* PROBLEM TO WORK ON: Report how many lines of the entries below contain the string "building", treating uppercase and lowercase as different. Give only the number.

Object detection data
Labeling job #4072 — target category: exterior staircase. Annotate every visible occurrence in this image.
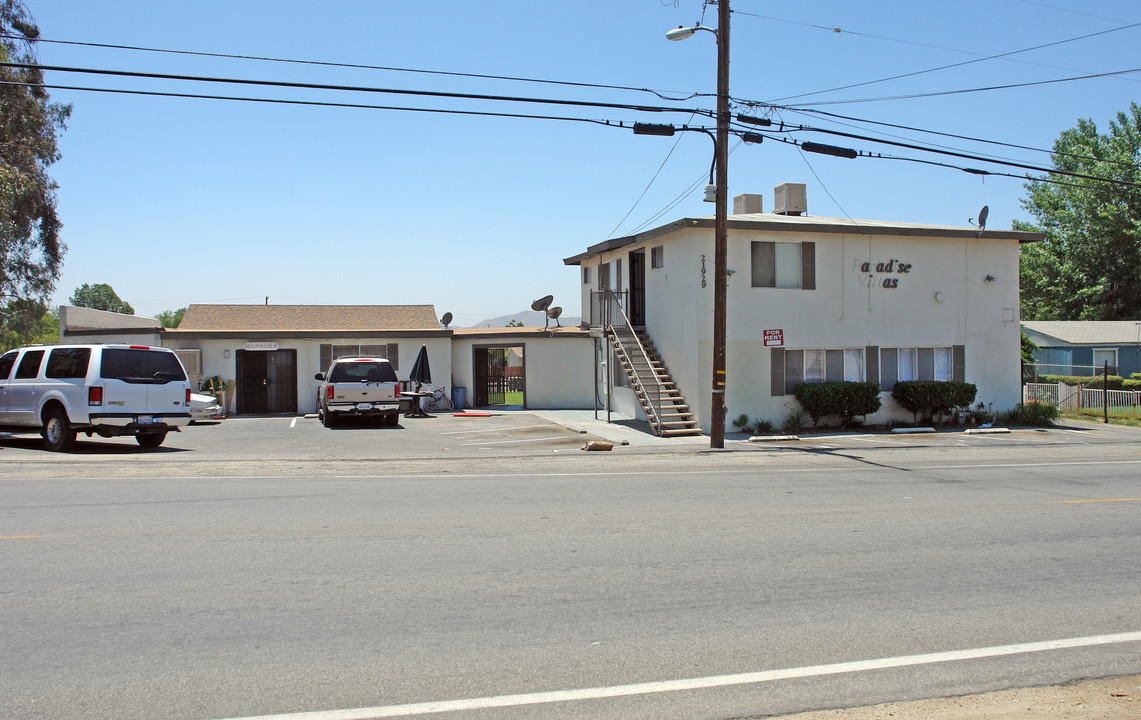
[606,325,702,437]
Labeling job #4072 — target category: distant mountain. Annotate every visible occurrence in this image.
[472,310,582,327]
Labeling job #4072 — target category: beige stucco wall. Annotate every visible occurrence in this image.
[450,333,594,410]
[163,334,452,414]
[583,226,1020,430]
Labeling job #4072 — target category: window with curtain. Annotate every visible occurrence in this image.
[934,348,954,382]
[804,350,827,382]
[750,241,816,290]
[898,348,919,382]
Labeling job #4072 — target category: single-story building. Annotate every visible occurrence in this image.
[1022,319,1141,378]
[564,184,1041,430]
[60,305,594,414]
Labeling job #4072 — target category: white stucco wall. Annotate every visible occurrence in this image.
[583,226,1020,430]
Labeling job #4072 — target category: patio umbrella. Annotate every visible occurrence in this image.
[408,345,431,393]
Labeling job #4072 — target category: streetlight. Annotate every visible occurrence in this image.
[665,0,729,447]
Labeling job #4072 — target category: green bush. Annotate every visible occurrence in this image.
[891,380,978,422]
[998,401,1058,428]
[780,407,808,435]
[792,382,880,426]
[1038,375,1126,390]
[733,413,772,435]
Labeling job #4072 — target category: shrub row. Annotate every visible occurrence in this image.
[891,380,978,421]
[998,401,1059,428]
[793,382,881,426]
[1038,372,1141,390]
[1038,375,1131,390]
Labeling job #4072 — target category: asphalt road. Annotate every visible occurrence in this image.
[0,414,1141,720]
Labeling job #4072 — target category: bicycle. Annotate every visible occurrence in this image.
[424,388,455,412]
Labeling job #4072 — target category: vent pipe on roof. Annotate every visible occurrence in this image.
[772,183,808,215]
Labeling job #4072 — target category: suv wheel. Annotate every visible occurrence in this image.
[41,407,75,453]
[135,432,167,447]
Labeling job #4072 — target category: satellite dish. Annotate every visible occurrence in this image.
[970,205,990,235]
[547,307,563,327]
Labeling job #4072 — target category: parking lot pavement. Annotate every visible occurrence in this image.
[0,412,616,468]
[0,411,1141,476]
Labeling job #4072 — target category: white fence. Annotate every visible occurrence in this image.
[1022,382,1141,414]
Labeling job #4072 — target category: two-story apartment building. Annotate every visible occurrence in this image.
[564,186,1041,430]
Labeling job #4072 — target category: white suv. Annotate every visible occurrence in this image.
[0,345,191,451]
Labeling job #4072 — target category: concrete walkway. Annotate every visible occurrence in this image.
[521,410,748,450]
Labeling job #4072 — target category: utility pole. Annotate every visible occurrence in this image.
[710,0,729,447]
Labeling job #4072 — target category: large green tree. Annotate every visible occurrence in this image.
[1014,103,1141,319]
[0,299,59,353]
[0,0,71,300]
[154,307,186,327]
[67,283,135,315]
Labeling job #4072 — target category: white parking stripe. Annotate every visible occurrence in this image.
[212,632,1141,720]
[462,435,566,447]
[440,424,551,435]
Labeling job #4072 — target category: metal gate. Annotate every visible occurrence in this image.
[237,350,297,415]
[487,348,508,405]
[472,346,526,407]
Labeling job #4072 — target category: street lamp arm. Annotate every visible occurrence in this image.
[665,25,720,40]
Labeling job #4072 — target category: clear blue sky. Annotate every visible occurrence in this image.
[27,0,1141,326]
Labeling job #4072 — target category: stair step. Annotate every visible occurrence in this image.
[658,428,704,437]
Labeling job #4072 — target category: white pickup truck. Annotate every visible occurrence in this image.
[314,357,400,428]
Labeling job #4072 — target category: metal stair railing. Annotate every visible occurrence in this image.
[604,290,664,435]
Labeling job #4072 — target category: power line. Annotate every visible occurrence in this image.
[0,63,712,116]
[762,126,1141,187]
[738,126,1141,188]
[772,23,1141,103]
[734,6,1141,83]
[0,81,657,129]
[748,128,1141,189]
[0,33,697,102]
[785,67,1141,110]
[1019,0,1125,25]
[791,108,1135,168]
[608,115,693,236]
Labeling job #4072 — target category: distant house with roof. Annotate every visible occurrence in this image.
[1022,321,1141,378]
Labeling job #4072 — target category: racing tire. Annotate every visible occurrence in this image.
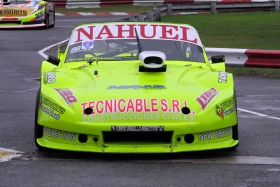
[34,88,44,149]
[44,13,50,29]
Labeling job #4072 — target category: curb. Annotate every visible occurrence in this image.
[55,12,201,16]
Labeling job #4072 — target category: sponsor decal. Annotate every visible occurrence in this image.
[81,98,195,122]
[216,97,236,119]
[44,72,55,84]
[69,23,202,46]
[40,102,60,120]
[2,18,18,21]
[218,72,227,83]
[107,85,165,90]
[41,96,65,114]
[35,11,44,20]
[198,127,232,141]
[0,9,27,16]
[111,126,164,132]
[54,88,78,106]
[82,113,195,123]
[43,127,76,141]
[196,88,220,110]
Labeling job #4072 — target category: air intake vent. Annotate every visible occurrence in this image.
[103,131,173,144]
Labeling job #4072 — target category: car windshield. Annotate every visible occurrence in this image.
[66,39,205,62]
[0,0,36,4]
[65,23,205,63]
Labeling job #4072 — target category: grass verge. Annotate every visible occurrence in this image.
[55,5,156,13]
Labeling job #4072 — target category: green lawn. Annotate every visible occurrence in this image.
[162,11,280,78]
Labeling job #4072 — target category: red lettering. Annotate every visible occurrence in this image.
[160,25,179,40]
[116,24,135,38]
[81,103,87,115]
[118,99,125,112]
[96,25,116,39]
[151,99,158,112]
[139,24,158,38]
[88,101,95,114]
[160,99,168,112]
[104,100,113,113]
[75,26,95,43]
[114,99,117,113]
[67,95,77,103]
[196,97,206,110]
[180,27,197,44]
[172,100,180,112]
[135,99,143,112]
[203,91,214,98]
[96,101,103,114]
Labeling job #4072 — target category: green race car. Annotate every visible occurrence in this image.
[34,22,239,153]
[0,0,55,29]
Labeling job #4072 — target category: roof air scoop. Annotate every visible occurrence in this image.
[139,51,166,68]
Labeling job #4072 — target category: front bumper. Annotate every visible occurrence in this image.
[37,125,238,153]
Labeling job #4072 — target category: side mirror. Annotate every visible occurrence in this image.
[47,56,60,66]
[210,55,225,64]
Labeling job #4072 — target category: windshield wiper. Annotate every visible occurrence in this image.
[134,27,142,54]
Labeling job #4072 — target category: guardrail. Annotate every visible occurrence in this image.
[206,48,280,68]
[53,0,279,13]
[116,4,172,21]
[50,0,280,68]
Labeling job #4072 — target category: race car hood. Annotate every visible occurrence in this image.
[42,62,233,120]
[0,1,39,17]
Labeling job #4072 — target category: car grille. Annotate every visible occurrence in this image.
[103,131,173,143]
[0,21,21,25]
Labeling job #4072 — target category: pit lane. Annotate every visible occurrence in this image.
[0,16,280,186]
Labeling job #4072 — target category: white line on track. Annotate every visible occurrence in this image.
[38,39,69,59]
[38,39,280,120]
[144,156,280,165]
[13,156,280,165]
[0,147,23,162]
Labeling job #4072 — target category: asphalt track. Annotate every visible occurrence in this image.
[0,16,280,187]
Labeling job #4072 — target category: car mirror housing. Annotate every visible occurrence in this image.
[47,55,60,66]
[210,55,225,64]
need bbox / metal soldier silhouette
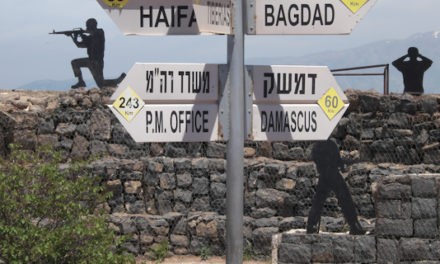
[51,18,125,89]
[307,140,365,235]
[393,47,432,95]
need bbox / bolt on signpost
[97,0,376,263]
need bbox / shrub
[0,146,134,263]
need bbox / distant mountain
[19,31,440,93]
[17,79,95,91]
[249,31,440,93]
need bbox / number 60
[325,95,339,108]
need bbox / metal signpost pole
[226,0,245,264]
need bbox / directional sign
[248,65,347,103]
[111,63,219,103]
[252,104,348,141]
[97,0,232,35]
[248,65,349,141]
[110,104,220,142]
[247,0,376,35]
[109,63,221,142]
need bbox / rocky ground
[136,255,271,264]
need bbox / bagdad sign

* OUTPUT FOR THIS TASK: 2